» Task list
**a)** Decide whether each statement agrees with the Charnley article. Answer yes or no for each, and quote the words from the article that settle it.
(i) The Whynot reached New Orleans after 53 days on the river.
(ii) Charnley and Domash met while working at the Minneapolis Tribune.
(iii) The voyage lasted the full year that was originally planned.
**b)** Please output the passage of the Charnley article starting at "The two got" and ending at "out on a date.".

"Like all great ideas, it started in a bar," wrote Blair Charnley and Zeke Wigglesworth, two staffers for the Minneapolis Star, the city's afternoon paper.

In August 1971 the two of them sat in a now-defunct watering hole and joked about an idea. Among the beer bottles and noise of the jukebox they drew plans on their bar napkins to build a boat.

"Then one of us said, 'Why not?' " they wrote.

Four years and "tens of thousands of bendy little bronze boat nails" later, the two, along with five others, would sail down the Mississippi and into the Atlantic Ocean in their home-built "Whynot," chronicling their eight-month journey for the paper.

Charnley died on July 5 at age 73 from cancer after a life and career as a journalist and traveler.

He got his start at the Star after growing up in Minneapolis and studying at the University of Minnesota, where his father was a well-known professor. The two eventually would co-write updated editions of the book "Reporting," which served like a bible for journalism students at the time.

Charnley worked as an editor for the paper until 1982, when it folded into the Minneapolis Tribune. His bosses offered him a job, but he said, "I'm going to take my severance and go to someplace warm," said his wife, Lynne Domash.

The two got to know each other over anchovies in 1987 while they worked at the Orange County Register. After a coed softball game, they wanted anchovies with their pizza, and their colleagues exiled them to the end of a table. A week later, he asked her out on a date.

They retired in 2006, married in 2007, and bought a pickup truck camper in 2009. They traveled the country, singing '60s folk songs together and journaling their trips on Facebook. Together, they drove to 49 states and northern Canada, spending 593 nights in the camper (Domash kept an exact count).

She said it was Charnley's trip down the Mississippi that fostered his love of travel.

"It gave him the ability to look beyond the day-to-day," she said. "It gave him the realization that there was more out there, more to life than just working."

As Charnley wrote with his friend, Wigglesworth, the arguments against building a boat to sail to the Caribbean were endless. They lived in the Midwest, "had a little money, but little sailing experience." They decided to build a 38-foot trimaran — a three-hulled boat used by the Polynesians for hundreds of years, but something that they had never actually seen.

"We, who have never built anything more impressive than a coffee table, were going to knock out three hulls in a year and a half in our spare time."

It took them four years, but in the late fall of 1975 a crane hoisted the Whynot into the Mississippi River, leaving Minneapolis to the cheers of friends and family. Not the best time to start a river adventure, Charnley would later write, "but we were just ready to go by then," said Susan Wolkerstorfer, a former Star editor who was also on the voyage.

A snowstorm hit them a few days into the journey, Wigglesworth said. Time and again the engine would sputter and fail.

"You can measure your trips in many ways," Charnley and Wigglesworth wrote. "We have come to measure ours in mechanics."

But gradually, "as the river kept going south, confidence grew." After 53 days they made it to New Orleans. By February, they found paradise off the shores of Punta Gorda, Fla. They sailed the Caribbean from Key West to the Bahamas and back to Florida. But after eight months of what was supposed to be a one-year trip, they decided to call it quits. They missed home. The two kids with them, ages 10 and 12, "led long discussions about what we wanted for our first meal when we no longer faced budget, refrigeration and supply problems."

"So it's over," they wrote. "An unqualified success? Of course not. A bust? Don't you believe it."

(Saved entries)
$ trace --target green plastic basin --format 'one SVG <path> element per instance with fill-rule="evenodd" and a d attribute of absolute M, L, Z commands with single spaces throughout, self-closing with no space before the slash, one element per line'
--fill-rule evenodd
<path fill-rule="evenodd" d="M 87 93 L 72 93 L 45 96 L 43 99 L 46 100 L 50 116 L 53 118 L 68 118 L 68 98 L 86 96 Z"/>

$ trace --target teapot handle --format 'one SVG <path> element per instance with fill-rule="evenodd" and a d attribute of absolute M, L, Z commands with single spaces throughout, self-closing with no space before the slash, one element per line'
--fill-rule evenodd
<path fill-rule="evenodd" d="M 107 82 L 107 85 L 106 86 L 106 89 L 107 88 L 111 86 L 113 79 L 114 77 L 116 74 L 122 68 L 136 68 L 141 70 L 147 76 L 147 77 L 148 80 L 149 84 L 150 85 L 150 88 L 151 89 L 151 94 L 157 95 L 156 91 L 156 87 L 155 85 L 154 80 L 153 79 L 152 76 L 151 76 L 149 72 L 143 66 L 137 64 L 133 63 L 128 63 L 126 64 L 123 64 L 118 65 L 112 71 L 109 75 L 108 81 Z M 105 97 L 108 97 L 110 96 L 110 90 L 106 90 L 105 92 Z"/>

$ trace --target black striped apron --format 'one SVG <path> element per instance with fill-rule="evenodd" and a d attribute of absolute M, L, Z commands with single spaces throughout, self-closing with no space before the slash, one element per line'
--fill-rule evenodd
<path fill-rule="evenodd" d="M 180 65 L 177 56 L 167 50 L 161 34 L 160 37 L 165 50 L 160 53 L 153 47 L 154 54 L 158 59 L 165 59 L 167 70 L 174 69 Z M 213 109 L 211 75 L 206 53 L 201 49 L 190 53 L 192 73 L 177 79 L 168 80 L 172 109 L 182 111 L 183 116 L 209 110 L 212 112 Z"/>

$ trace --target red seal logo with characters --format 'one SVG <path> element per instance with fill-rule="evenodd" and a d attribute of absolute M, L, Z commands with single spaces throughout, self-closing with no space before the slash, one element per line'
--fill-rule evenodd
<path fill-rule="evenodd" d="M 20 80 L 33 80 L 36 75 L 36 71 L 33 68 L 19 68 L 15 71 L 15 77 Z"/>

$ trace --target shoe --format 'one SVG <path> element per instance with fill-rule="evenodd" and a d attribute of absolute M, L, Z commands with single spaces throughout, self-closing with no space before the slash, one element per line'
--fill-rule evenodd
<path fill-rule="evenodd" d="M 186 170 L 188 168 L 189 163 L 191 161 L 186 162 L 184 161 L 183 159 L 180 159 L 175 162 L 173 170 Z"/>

» Exercise solutions
**a)**
(i) Yes: "After 53 days they made it to New Orleans."
(ii) No: "The two got to know each other over anchovies in 1987 while they worked at the Orange County Register."
(iii) No: "But after eight months of what was supposed to be a one-year trip, they decided to call it quits."

**b)**
The two got to know each other over anchovies in 1987 while they worked at the Orange County Register. After a coed softball game, they wanted anchovies with their pizza, and their colleagues exiled them to the end of a table. A week later, he asked her out on a date.